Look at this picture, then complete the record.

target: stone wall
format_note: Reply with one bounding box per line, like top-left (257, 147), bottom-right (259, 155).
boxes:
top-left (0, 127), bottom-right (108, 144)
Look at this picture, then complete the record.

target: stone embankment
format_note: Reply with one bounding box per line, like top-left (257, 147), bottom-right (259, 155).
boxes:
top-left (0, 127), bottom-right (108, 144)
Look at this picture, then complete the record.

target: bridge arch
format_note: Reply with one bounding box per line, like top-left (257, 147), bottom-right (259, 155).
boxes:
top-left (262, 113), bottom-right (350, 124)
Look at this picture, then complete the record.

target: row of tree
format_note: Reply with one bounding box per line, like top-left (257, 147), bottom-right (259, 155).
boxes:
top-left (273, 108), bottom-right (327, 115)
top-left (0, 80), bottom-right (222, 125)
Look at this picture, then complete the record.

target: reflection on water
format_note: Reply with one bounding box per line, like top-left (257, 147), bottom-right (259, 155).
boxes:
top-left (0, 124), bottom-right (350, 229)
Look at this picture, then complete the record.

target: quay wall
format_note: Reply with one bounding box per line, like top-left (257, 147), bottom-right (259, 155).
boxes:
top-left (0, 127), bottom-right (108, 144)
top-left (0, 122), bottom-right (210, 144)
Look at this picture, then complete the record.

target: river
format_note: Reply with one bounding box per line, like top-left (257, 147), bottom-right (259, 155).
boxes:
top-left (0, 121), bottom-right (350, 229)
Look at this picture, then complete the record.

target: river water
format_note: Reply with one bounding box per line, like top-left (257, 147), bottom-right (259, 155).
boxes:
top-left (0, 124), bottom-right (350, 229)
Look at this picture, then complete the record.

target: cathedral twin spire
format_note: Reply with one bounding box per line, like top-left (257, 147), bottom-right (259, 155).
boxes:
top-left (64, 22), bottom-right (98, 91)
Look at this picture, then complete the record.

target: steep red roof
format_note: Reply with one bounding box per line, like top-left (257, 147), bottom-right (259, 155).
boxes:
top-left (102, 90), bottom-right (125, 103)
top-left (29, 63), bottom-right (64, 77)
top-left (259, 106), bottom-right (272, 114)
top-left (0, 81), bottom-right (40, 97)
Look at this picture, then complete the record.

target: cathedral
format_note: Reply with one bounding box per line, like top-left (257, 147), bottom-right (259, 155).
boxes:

> [WHAT IS EXPECTED] Rewrite all of the rows above, replacing "target" with "label" wherever it appears and leaving everything else unchanged.

> [EXERCISE OUTPUT]
Look at this picture, then complete the record.

label: stone wall
format_note: Reply with one bounding box per line, like top-left (257, 147), bottom-right (259, 155).
boxes:
top-left (0, 127), bottom-right (108, 144)
Look at this picture, then complete the record.

label: stone embankment
format_note: Reply with one bounding box per line, like top-left (257, 147), bottom-right (259, 155).
boxes:
top-left (0, 127), bottom-right (108, 144)
Look at this picture, then complete the record.

label: bridge arch
format_note: Reply with one bounding box per line, like top-left (257, 147), bottom-right (259, 155).
boxes:
top-left (262, 113), bottom-right (350, 124)
Look at this picture, then complete the record.

label: row of tree
format_note: Reply with one bounding box per line, like top-left (257, 147), bottom-right (259, 155).
boxes:
top-left (273, 108), bottom-right (327, 115)
top-left (0, 80), bottom-right (222, 125)
Look at this picture, then complete the record.

label: reflection on water
format_note: Reply with one bounding box per line, like top-left (257, 147), bottom-right (259, 155).
boxes:
top-left (0, 124), bottom-right (350, 229)
Look at this picture, then complete the record.

label: quay wall
format_note: Reply with one bounding box per line, like top-left (257, 147), bottom-right (259, 155).
boxes:
top-left (0, 127), bottom-right (108, 144)
top-left (0, 122), bottom-right (210, 144)
Look at this picture, then complete the record.

label: river
format_note: Reply with one bounding box per line, like top-left (257, 147), bottom-right (259, 155).
boxes:
top-left (0, 121), bottom-right (350, 229)
Look at this picture, then complete the record.

label: river water
format_note: Reply with one bounding box per line, like top-left (257, 147), bottom-right (259, 155).
boxes:
top-left (0, 124), bottom-right (350, 229)
Look at this picture, then complete the record.

label: cathedral twin spire
format_note: Reply with one bounding box per line, like top-left (257, 147), bottom-right (259, 155).
boxes:
top-left (64, 22), bottom-right (98, 91)
Look at this picture, then complete the record.

label: steep red roof
format_note: Reply with one bounding box per line, like top-left (257, 147), bottom-right (259, 155).
boxes:
top-left (102, 90), bottom-right (125, 103)
top-left (29, 63), bottom-right (64, 77)
top-left (259, 106), bottom-right (272, 114)
top-left (0, 81), bottom-right (40, 97)
Look at this picture, then complete the record.

label: cathedral
format_note: Reply with one bounding box per line, like top-left (257, 147), bottom-right (259, 155).
boxes:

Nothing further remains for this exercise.